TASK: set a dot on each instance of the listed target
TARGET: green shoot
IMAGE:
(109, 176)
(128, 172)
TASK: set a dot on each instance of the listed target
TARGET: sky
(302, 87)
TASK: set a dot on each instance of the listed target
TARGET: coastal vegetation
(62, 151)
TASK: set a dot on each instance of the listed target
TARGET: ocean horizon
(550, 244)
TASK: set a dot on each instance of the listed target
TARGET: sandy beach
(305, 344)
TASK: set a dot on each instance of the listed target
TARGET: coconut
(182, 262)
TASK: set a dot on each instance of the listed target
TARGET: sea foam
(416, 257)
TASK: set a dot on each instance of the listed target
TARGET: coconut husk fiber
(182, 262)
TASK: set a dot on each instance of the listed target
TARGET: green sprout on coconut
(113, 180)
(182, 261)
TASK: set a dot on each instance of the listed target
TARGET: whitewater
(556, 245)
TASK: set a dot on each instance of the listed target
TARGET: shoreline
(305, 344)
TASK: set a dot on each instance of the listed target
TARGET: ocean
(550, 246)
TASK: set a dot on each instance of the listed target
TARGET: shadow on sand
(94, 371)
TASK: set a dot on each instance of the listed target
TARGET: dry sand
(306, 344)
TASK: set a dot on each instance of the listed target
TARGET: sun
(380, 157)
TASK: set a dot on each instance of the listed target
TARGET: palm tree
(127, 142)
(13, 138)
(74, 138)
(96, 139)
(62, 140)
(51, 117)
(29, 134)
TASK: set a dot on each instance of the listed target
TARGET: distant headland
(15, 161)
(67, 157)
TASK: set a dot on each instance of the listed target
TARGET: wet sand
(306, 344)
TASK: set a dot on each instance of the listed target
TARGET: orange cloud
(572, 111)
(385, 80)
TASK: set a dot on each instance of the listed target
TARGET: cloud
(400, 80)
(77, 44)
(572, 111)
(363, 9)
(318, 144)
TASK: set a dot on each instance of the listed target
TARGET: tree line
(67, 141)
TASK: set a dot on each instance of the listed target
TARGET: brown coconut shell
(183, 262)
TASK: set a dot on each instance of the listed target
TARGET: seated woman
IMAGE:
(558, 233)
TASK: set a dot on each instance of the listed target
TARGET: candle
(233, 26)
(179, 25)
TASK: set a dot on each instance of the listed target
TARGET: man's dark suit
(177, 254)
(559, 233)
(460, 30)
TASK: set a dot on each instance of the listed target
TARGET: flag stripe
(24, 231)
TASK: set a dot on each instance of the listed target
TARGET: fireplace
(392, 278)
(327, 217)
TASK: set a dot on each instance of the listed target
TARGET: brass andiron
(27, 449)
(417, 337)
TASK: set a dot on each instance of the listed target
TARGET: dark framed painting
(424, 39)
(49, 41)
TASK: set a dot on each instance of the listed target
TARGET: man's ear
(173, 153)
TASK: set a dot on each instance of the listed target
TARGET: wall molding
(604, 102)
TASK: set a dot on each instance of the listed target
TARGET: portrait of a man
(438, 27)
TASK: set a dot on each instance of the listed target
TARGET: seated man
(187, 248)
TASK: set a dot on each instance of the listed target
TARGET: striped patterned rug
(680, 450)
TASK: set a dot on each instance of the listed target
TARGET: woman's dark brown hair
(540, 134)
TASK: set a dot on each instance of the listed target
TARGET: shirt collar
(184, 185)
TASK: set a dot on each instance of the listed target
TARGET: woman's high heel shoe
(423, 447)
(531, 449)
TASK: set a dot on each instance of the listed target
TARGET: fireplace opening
::::::
> _TASK BRIEF_
Please return the records above exactly as they are written.

> _YOUR RESPONSE_
TASK: set a dot on each instance of the listed target
TARGET: green shoot
IMAGE:
(109, 176)
(128, 172)
TASK: set a dot on each instance of the listed target
TARGET: sky
(302, 87)
TASK: set a dot on each instance of the listed target
TARGET: coastal vegetation
(62, 151)
TASK: set a dot on each instance of the listed target
TARGET: ocean horizon
(550, 244)
TASK: set a dot on each instance of the listed target
TARGET: sandy beach
(305, 344)
TASK: set a dot on each instance of the listed target
TARGET: coconut
(182, 262)
TASK: set a dot on each instance of the listed target
TARGET: sea foam
(416, 257)
TASK: set a dot on each instance of the listed target
TARGET: coconut husk fiber
(182, 262)
TASK: set a dot on each instance of the listed target
TARGET: green sprout on coconut
(113, 180)
(182, 261)
TASK: set a dot on each instance of the listed target
TARGET: whitewater
(556, 245)
TASK: set a dot on each instance of the listed target
TARGET: shoreline
(305, 344)
TASK: set a dot on each instance of the listed target
TARGET: ocean
(550, 246)
TASK: set a dot on each instance of the listed target
TARGET: shadow on sand
(94, 371)
TASK: set a dot on each instance of the listed target
TARGET: dry sand
(306, 344)
TASK: set a dot on each instance of the listed target
TARGET: sun
(380, 157)
TASK: set a dot on each instance of the listed target
TARGET: palm tree
(127, 142)
(13, 138)
(74, 138)
(96, 139)
(62, 140)
(51, 117)
(29, 134)
TASK: set a dot on each instance of the listed target
TARGET: distant headland
(15, 161)
(67, 157)
TASK: set a dot on each instance of the listed target
TARGET: wet sand
(306, 344)
TASK: set a dot on each instance of the listed target
TARGET: orange cloud
(572, 111)
(385, 80)
TASK: set a dot on each instance of the listed target
TARGET: cloud
(400, 80)
(77, 44)
(572, 111)
(363, 9)
(318, 144)
TASK: set a dot on each instance of the listed target
TARGET: tree line
(67, 141)
TASK: set a dot on each instance of the listed target
TARGET: brown coconut shell
(183, 262)
TASK: set a dot on each instance of the listed target
TARGET: seated woman
IMAGE:
(558, 233)
TASK: set a dot on each instance of the listed target
TARGET: candle
(233, 26)
(179, 25)
TASK: set a dot on each instance of the listed target
TARGET: man's dark suit
(177, 254)
(559, 233)
(460, 30)
TASK: set a dot on each instance of the listed target
TARGET: flag stripe
(24, 231)
TASK: set a dot on each instance of the listed target
TARGET: fireplace
(392, 278)
(327, 217)
TASK: set a dot on each instance of the listed target
TARGET: brass andiron
(27, 449)
(417, 337)
TASK: set a dot on each instance of the listed target
TARGET: dark framed painting
(424, 39)
(49, 41)
TASK: set a dot on each instance of the listed target
TARGET: man's ear
(173, 153)
TASK: set a dot on each instance of the listed target
TARGET: wall molding
(604, 102)
TASK: set a dot on each instance of the listed target
TARGET: portrait of a man
(438, 27)
TASK: set a dot on each instance of the listed target
TARGET: seated man
(187, 248)
TASK: set a dot on each instance of the listed target
TARGET: striped patterned rug
(680, 450)
TASK: set a dot on each instance of the listed target
TARGET: woman's dark brown hair
(540, 134)
TASK: set a dot on each instance of the listed target
TARGET: shirt collar
(184, 185)
TASK: set a dot on each instance of the listed target
TARGET: woman's high heel shoe
(423, 447)
(531, 449)
TASK: set a dot on each instance of the listed target
TARGET: fireplace opening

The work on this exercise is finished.